## [PASSAGE SHOWN]

The Court has examined the circumstances in which the Secretary of State may reject a recommendation by the Parole Board that an ISP should be transferred to open conditions. In R (Banfield) v Secretary of State for Justice [2007] EWHC 2605 (Admin), Jackson J derived five principles from the authorities. Of those, the first and the fifth are most relevant to this case:

“(1) The decision of the Secretary of State is not lawful if he fails to take into account the recommendation of the Parole Board and the fact that the Parole Board has particular expertise in assessing the risk posed by individual prisoners. Nevertheless, it is a matter for the Secretary of State what weight he assigns to those factors in any given case.

(5) Even if the procedure adopted by the Secretary of State is fair, if his final decision is irrational it may still be quashed on traditional Wednesbury grounds.”

21.

He emphasised at [29] and [41] that decisions on categorisation are for the Secretary of State, and the Secretary of State is not bound by the Parole Board’s recommendations.

22.

The Secretary of State’s role as primary decision maker was confirmed by the Divisional Court in R (Hindawi) v Secretary of State for Justice [2011] EWHC 830 (QB) at [63].

23.

The circumstances in which the Secretary of State could depart from a recommendation of the Parole Board were examined in R (Kumar) v Secretary of State for Justice [2019] EWHC 444 (Admin). In relation to what is now paragraph 5.8.3 of the GPPPF, Andrews J said at [53]:

“The current Policy has added a third ground, namely, that the Secretary of State does not consider that there is a wholly persuasive case for transferring the prisoner to open conditions at the relevant time. The was the target for much of Mr Rule’s criticism. Bearing in mind that this follows an express acknowledgment of the “very limited parameters” for departure from the recommendation of the Board, it is clear that the purpose of that ground is not to widen those parameters, but to preserve the ability of the Secretary of State (or the person to whom he has delegated the power to make the decision on his behalf) to exercise his discretion to reject a recommendation which does not strictly fall within either of the preceding grounds, but which appears to him (for good reason) to be unjustified or inadequately reasoned.”

(Dataset records on where objects are located)
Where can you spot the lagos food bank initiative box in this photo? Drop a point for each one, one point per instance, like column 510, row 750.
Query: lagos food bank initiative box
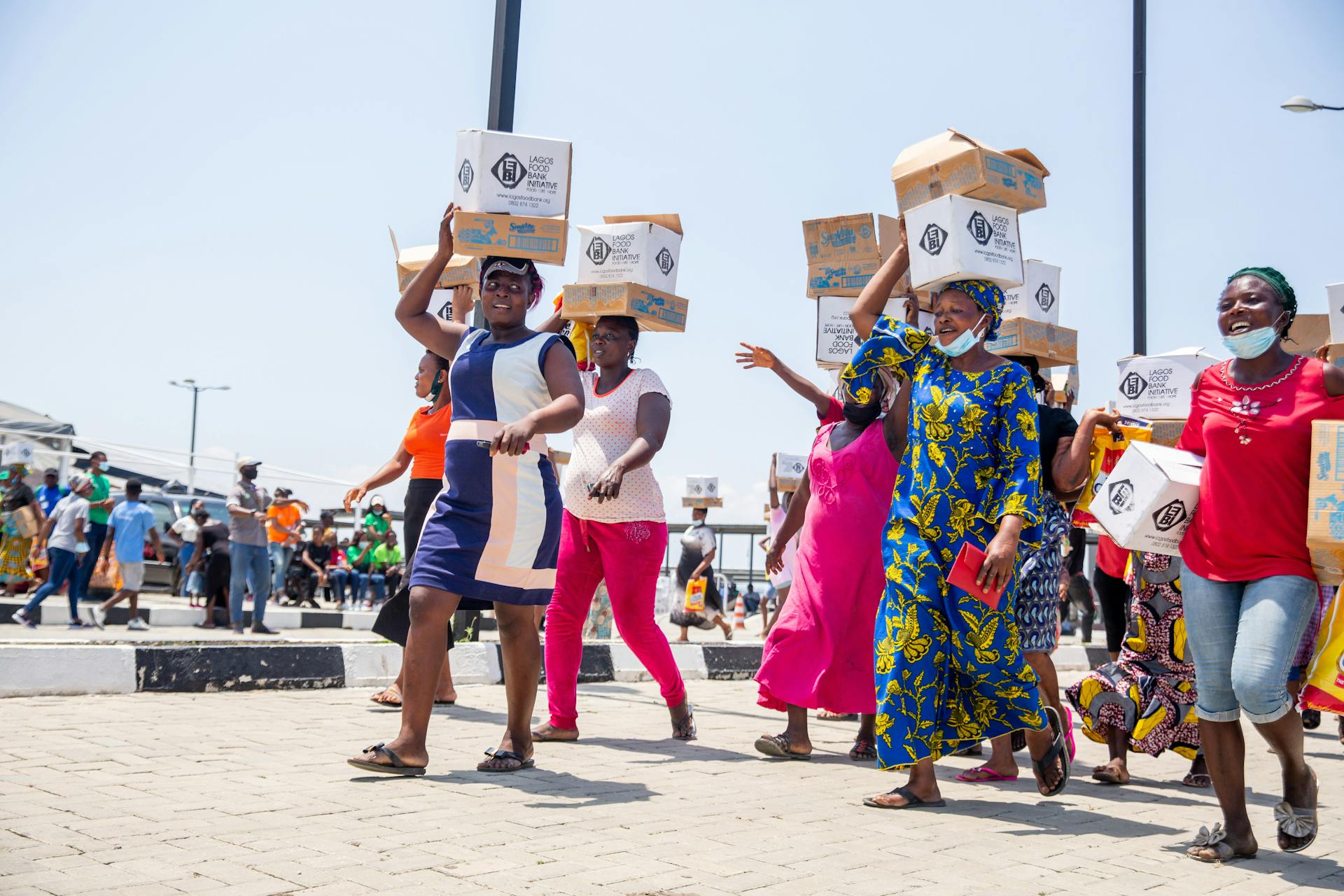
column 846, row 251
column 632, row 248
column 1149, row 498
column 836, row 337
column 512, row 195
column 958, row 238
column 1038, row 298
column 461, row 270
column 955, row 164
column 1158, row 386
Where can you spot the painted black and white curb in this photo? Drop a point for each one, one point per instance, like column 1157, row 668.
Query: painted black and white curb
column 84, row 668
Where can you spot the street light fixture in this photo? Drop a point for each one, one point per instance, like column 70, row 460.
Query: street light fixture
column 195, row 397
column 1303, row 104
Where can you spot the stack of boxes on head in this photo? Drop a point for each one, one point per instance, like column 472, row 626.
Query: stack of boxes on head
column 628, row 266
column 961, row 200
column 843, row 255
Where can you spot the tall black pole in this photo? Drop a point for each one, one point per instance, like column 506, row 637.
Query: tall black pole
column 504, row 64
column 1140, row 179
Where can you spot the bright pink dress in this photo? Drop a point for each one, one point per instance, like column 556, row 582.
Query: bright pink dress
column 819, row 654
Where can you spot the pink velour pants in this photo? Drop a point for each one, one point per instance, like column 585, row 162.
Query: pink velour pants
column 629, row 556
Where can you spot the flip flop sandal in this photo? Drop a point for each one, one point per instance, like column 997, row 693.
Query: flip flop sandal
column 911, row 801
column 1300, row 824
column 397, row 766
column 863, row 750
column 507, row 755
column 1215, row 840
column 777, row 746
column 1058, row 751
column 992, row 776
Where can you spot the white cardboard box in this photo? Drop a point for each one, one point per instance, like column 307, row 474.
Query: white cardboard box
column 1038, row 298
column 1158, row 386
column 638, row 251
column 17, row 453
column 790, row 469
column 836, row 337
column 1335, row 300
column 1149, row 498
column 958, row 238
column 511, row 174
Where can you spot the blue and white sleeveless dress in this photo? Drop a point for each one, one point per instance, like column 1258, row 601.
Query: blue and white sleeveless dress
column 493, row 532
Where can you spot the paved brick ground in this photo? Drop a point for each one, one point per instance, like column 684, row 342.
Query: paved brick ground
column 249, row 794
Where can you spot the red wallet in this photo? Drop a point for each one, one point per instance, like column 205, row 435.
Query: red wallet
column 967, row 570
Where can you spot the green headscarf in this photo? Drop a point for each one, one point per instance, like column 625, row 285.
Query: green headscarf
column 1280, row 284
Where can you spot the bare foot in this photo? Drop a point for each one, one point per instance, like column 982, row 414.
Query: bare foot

## [SHORT PROBLEM]
Write the next part of the passage on the Secretary of State's power to reject Parole Board recommendations, picking up after its final sentence. The records were taken from a separate source.

## [FINAL RESULT]
24.

In that case, she decided that the Secretary of State was entitled to reject the recommendation of the Parole Board, the good reason being that it ran counter to the majority view of professionals with direct experience of and contact with the prisoner.

25.

In R (Noye) v Secretary of State for Justice [2017] EWHC 267 (Admin), Lavender J drew on Hindawi to emphasise the “clear distinction” between findings of fact made by the Parole Board panel and the assessment of risk, noting that the Secretary of State could only depart from findings of fact made by the Parole Board “for good reason” ([24]). In that case, Lavender J concluded that a finding that a risk of absconding was “highly unlikely” was not a finding of fact but an assessment of the extent of future risk [41], although he also found that the Parole Board’s conclusion that the Claimant had made significant progress in changing his attitudes and tackling his behaviour problems was indeed a finding of fact from which the Secretary of State could not depart without good reason [46].

Evidence about the Decision

26.

The Secretary of State relies on evidence submitted for this judicial review from Gordon Davidson, deputy director of HMPPS and head of the public protection group. He produced two witness statements, dated 31 August 2021 and 12 October 2021, respectively. He set out the Claimant’s immigration history, summarised above. He stated that once the Parole Board’s letter was received, the Claimant’s Offender Manager Lina Howard completed an enhanced risk assessment in the form at Annex E of PSI 37/2014 as required by paragraph 5.8.9 of the GPPPF (see paragraph 19 above). This was the “more rigorous” risk assessment required by paragraph 1.3 of PSI 37/2014.

27.

That assessment was completed on 1 October 2020. Ms Howard considered each of the factors listed in PSI 37/2014 and concluded that:

“despite Mr Stephens very good custodial behaviour and risk level, I do not feel I am able to make an assessment of ‘very low risk’, due to Mr Stephens attitude expressed regarding deportation/his FN status and how I assess this impacted his engagement in interviews with me and willingness to be forthcoming to questions in interview.”

That assessment was reviewed, along with all the other material in the case including the Parole Board letter by a Team Leader, who agreed that the Claimant was not very low risk when it came to the risk of absconding.

28.

The matter was escalated to Mr Davidson for review. As part of his review, he noted that the Parole Board had not addressed the factors in PSI 37/2014 (as they are, in fact, summarised in the Secretary of State’s Directions at paragraph 8, see paragraph 16 above). He concluded:

“Consequently, I formed the opinion that the Parole Board had not made a wholly persuasive case for transferring the Claimant to open conditions at that time, as the decision letter did not suggest that this mandatory additional part of the risk assessment process that applies to FNOs had been given due consideration”

Submissions

29.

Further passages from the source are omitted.